Rewrite the data as a Markdown table with the columns Row and Line, starting with its first line and going on through the line with "[1092, 235]". Number each line, skip blank lines, and leave the pictures out.

Labels for points on objects:
* * * *

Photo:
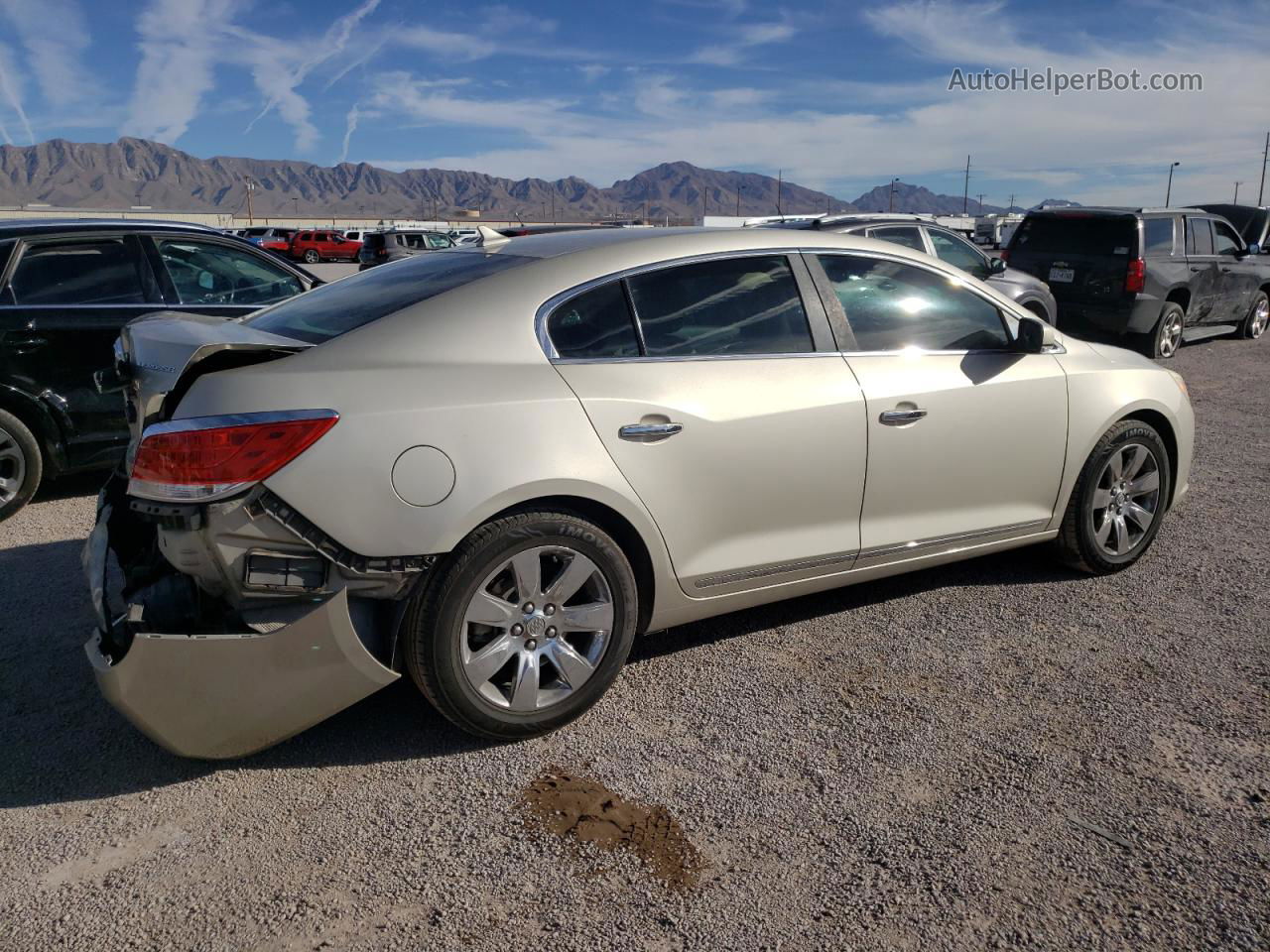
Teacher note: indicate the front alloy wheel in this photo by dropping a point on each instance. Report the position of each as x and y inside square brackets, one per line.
[525, 625]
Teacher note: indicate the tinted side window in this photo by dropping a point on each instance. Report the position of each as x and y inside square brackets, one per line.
[597, 322]
[206, 273]
[728, 306]
[892, 306]
[906, 235]
[1224, 240]
[1199, 236]
[957, 253]
[1157, 236]
[90, 272]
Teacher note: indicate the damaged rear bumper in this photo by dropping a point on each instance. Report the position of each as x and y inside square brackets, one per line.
[223, 696]
[230, 692]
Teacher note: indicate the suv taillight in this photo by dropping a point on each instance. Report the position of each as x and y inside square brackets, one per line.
[1135, 278]
[209, 457]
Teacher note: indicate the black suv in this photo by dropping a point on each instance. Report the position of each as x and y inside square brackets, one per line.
[66, 289]
[1157, 276]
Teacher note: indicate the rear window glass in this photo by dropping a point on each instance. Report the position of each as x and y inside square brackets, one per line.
[1159, 236]
[352, 302]
[1092, 235]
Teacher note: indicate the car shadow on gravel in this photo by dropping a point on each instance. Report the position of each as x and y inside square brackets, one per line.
[64, 743]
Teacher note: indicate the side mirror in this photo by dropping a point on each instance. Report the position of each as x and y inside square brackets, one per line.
[1034, 335]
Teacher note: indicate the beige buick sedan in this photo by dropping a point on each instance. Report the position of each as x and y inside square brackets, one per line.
[489, 468]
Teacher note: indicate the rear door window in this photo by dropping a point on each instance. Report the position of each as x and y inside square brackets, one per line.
[1078, 235]
[1157, 236]
[720, 307]
[896, 306]
[1199, 238]
[593, 325]
[1224, 240]
[98, 271]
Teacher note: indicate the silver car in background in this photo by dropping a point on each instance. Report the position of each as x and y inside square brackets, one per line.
[489, 468]
[922, 235]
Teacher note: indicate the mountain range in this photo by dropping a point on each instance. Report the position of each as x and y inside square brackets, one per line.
[136, 172]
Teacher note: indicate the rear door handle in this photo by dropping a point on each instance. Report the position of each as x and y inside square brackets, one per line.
[649, 431]
[898, 417]
[23, 345]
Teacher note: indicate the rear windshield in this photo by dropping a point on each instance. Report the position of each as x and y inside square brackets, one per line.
[352, 302]
[1072, 235]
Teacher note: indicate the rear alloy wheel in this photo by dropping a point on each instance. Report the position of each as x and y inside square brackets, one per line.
[21, 465]
[1162, 343]
[1118, 502]
[1259, 316]
[526, 629]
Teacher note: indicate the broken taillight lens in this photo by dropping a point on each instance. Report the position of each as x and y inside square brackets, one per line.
[208, 457]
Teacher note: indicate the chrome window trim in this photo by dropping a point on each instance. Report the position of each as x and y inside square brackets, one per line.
[547, 307]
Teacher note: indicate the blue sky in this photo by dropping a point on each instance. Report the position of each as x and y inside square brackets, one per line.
[838, 95]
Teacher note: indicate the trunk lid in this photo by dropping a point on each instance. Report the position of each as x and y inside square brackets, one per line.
[163, 353]
[1082, 257]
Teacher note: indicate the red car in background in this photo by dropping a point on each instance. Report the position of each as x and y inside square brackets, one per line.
[314, 246]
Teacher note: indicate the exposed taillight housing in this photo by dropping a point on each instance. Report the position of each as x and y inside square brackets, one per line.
[211, 457]
[1135, 278]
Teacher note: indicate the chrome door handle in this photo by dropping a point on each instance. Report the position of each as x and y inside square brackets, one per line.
[649, 431]
[898, 417]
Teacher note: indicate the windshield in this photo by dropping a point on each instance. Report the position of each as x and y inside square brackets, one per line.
[1074, 235]
[358, 299]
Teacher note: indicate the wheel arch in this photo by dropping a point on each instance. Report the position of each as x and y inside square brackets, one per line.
[612, 522]
[1165, 428]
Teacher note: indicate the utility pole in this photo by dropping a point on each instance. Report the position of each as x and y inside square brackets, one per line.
[965, 191]
[1265, 157]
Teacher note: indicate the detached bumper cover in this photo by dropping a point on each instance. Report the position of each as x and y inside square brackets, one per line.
[229, 696]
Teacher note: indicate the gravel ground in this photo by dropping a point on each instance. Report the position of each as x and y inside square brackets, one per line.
[993, 754]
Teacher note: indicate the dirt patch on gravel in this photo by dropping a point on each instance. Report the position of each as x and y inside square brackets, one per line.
[587, 811]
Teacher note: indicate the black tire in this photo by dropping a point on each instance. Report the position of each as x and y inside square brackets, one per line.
[435, 627]
[1255, 322]
[1078, 539]
[21, 465]
[1165, 338]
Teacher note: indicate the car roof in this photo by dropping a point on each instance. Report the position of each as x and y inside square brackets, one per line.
[18, 227]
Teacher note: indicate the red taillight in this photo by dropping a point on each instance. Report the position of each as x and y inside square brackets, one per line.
[213, 456]
[1135, 278]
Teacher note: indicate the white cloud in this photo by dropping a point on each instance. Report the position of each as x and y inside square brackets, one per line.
[55, 39]
[180, 49]
[743, 40]
[12, 90]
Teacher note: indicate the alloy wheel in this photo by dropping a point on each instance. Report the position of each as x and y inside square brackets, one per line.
[1127, 499]
[536, 629]
[13, 467]
[1171, 335]
[1260, 318]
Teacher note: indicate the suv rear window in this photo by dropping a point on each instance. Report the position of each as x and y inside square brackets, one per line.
[358, 299]
[1075, 235]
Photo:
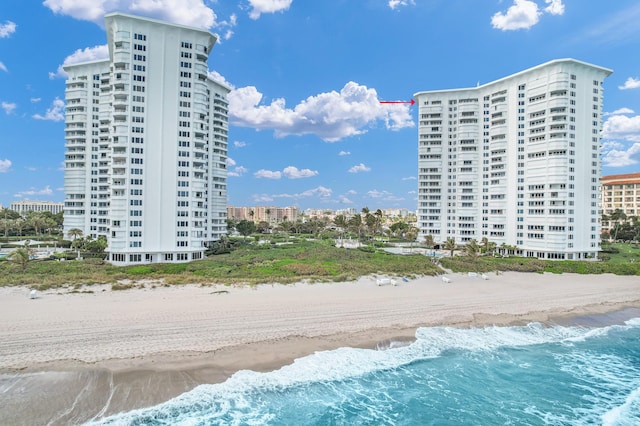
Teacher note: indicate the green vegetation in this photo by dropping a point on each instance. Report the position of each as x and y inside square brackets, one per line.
[618, 259]
[286, 259]
[248, 263]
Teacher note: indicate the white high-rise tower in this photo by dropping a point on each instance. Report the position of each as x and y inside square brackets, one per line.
[146, 138]
[515, 161]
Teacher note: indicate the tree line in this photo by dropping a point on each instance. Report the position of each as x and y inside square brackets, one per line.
[33, 223]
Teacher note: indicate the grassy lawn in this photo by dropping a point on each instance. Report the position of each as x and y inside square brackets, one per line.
[624, 262]
[310, 260]
[621, 253]
[315, 261]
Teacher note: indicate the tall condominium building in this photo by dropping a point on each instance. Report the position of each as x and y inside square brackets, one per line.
[620, 192]
[270, 214]
[146, 143]
[26, 206]
[516, 161]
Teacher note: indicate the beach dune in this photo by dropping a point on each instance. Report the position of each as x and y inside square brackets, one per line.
[71, 357]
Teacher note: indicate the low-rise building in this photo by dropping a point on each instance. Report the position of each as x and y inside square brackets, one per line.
[620, 192]
[25, 206]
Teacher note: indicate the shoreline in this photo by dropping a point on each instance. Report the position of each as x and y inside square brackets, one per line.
[60, 347]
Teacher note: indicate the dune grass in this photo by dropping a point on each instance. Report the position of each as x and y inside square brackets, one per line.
[250, 264]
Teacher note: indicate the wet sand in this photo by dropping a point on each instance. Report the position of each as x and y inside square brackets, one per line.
[66, 358]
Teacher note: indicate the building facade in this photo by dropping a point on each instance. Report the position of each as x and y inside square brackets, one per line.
[146, 143]
[516, 161]
[25, 206]
[269, 214]
[620, 192]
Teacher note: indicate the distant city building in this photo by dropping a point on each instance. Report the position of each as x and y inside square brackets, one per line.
[146, 143]
[25, 206]
[516, 161]
[620, 192]
[269, 214]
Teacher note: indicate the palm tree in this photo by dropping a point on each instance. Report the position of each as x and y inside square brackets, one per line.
[430, 242]
[6, 224]
[371, 222]
[19, 225]
[341, 222]
[484, 242]
[411, 235]
[472, 248]
[355, 223]
[20, 256]
[75, 233]
[450, 244]
[491, 247]
[616, 216]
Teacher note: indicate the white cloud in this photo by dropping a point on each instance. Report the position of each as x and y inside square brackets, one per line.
[331, 116]
[32, 191]
[621, 144]
[237, 171]
[8, 107]
[7, 29]
[290, 172]
[393, 4]
[55, 113]
[5, 165]
[631, 83]
[318, 192]
[384, 195]
[216, 76]
[523, 14]
[228, 25]
[96, 53]
[622, 127]
[186, 12]
[619, 112]
[293, 173]
[267, 6]
[262, 198]
[622, 157]
[359, 168]
[555, 7]
[267, 174]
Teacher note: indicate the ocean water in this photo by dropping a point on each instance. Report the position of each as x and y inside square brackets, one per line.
[525, 375]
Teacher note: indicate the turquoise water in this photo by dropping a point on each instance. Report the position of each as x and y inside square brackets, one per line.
[528, 375]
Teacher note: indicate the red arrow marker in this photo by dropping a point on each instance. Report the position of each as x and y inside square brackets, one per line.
[398, 102]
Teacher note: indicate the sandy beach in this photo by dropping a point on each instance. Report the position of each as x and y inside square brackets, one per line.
[66, 358]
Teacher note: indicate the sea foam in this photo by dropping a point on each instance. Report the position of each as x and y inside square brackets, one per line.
[246, 396]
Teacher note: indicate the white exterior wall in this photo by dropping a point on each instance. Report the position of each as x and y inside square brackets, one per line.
[165, 142]
[82, 181]
[515, 161]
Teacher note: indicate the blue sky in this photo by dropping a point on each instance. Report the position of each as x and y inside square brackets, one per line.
[306, 124]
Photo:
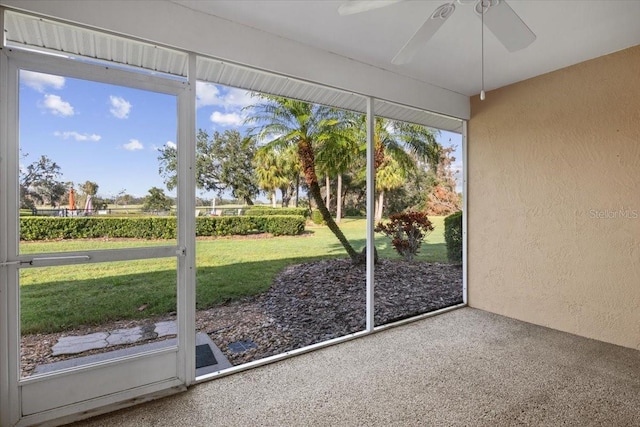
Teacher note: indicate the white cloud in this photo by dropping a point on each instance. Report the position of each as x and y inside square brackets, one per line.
[133, 145]
[78, 136]
[40, 81]
[57, 106]
[228, 119]
[120, 107]
[209, 94]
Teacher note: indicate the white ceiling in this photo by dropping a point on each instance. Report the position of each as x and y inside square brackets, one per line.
[568, 32]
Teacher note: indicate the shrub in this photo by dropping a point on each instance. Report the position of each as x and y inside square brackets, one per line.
[53, 228]
[406, 230]
[279, 225]
[260, 211]
[316, 217]
[453, 237]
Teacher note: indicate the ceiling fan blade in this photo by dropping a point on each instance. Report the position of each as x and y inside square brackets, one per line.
[357, 6]
[506, 25]
[424, 33]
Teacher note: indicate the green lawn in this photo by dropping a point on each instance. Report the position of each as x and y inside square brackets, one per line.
[59, 298]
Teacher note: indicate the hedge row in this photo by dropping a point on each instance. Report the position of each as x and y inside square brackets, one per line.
[264, 210]
[52, 228]
[453, 237]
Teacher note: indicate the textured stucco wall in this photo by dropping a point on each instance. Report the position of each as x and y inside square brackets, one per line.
[554, 200]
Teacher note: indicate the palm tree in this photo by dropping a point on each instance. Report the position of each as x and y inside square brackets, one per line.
[399, 146]
[287, 122]
[336, 156]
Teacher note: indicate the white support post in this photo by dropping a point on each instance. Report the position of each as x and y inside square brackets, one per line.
[371, 197]
[465, 212]
[186, 226]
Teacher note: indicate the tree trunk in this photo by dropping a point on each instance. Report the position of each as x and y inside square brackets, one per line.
[339, 199]
[327, 181]
[305, 152]
[380, 206]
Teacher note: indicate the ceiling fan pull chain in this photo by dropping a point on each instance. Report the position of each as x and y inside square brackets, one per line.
[482, 11]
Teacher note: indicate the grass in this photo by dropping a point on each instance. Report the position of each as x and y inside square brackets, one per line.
[58, 298]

* * * *

*Completed task:*
| Row | Line |
|---|---|
| 1 | Photo: |
| 2 | Teacher note: indicate the front alloy wheel in this photo by dropping a point on each instance. Report the position of each as x and y inside square brackets, one per line. |
| 3 | [525, 625] |
| 4 | Teacher note: indicate the tinted side window in this photo by dropping a point on each instance. Report the position of each as x and y inside square brackets, one per line. |
| 5 | [597, 322] |
| 6 | [206, 273] |
| 7 | [728, 306] |
| 8 | [892, 306] |
| 9 | [906, 235] |
| 10 | [1224, 240] |
| 11 | [1199, 236] |
| 12 | [957, 253] |
| 13 | [1157, 236] |
| 14 | [90, 272] |
| 15 | Teacher note: indicate the damaged rear bumper in this photo by dropping a point on each instance. Report the position of each as x and y inside square brackets, one per line. |
| 16 | [223, 696] |
| 17 | [230, 692] |
| 18 | Teacher note: indicate the suv taillight in this photo by dropping a point on each instance. Report the position of each as x and y inside square brackets, one per line. |
| 19 | [1135, 278] |
| 20 | [209, 457] |
| 21 | Teacher note: indicate the black suv in this photo by dropping a point on each instance. Report the position of each as x and y inside square brackets, one per line. |
| 22 | [66, 289] |
| 23 | [1157, 276] |
| 24 | Teacher note: indicate the rear window glass in this photo by dropping a point on each instance. Report the position of each as x and y inside square brackets, one per line. |
| 25 | [1159, 236] |
| 26 | [352, 302] |
| 27 | [1092, 235] |